**Goal of the exercise**
Reproduce the records below with every occurrence of "outer boundary" changed to "exterior ring" and all other text left as it is. Omit the pictures from your reproduction.

----

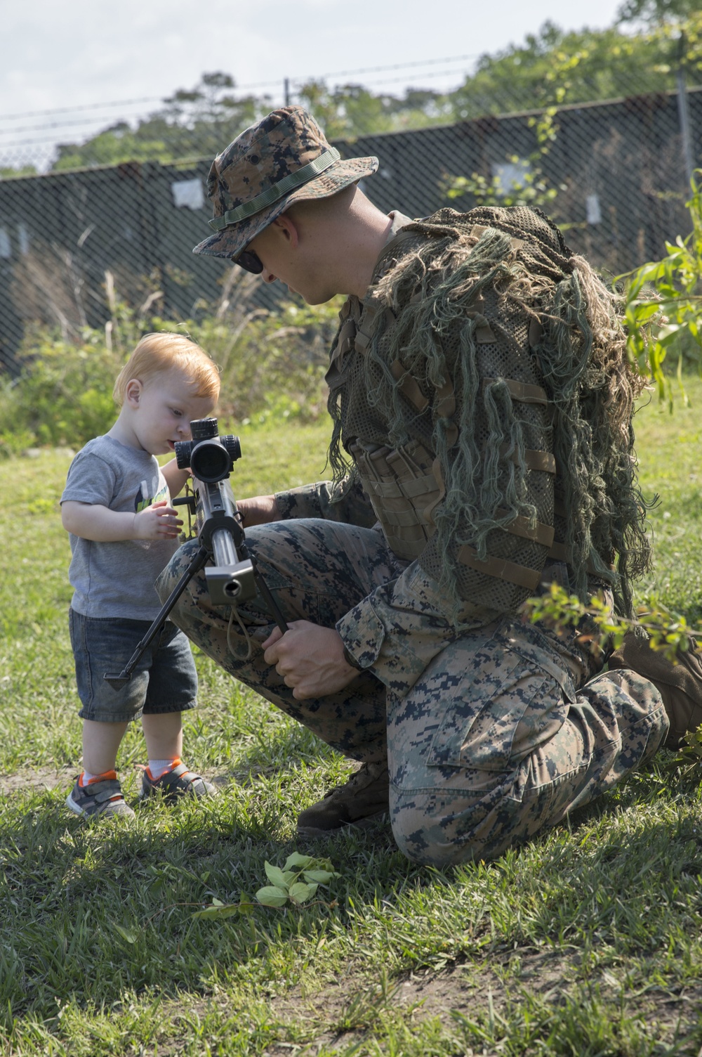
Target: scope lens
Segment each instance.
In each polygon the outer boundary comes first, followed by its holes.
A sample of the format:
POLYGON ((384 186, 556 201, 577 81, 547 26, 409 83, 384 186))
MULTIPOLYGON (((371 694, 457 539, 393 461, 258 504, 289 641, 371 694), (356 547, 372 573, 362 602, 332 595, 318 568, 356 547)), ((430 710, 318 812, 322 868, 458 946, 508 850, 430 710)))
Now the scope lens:
POLYGON ((224 481, 231 470, 231 457, 217 441, 201 441, 190 455, 190 469, 207 484, 224 481))

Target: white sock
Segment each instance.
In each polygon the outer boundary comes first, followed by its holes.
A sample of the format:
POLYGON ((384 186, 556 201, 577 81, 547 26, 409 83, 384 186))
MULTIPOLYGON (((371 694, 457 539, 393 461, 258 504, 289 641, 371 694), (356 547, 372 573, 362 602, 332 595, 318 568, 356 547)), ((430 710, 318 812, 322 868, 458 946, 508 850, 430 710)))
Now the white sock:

----

**Correct response**
Target: scope lens
Segment each instance.
In each polygon the exterior ring comes first, followed by its holes.
A sample of the format:
POLYGON ((384 186, 556 201, 577 81, 547 26, 409 83, 384 186))
MULTIPOLYGON (((371 694, 457 539, 393 461, 258 504, 289 641, 371 694), (356 547, 372 573, 362 602, 332 595, 318 568, 356 547)), ((430 710, 318 812, 322 868, 458 946, 508 850, 430 710)))
Now the scope lens:
POLYGON ((224 481, 231 470, 231 457, 217 441, 201 441, 190 455, 190 469, 207 484, 224 481))

Target: white sock
Segment each instance.
In each polygon the exterior ring comes first, followed by its holes.
A sample of the format:
POLYGON ((384 186, 556 201, 577 81, 547 26, 409 83, 384 186))
MULTIPOLYGON (((371 694, 457 539, 393 461, 258 504, 289 641, 371 694), (356 547, 372 573, 362 602, 332 595, 318 568, 356 547)), ((430 710, 318 812, 322 868, 458 946, 508 850, 430 710)))
Now the white sock:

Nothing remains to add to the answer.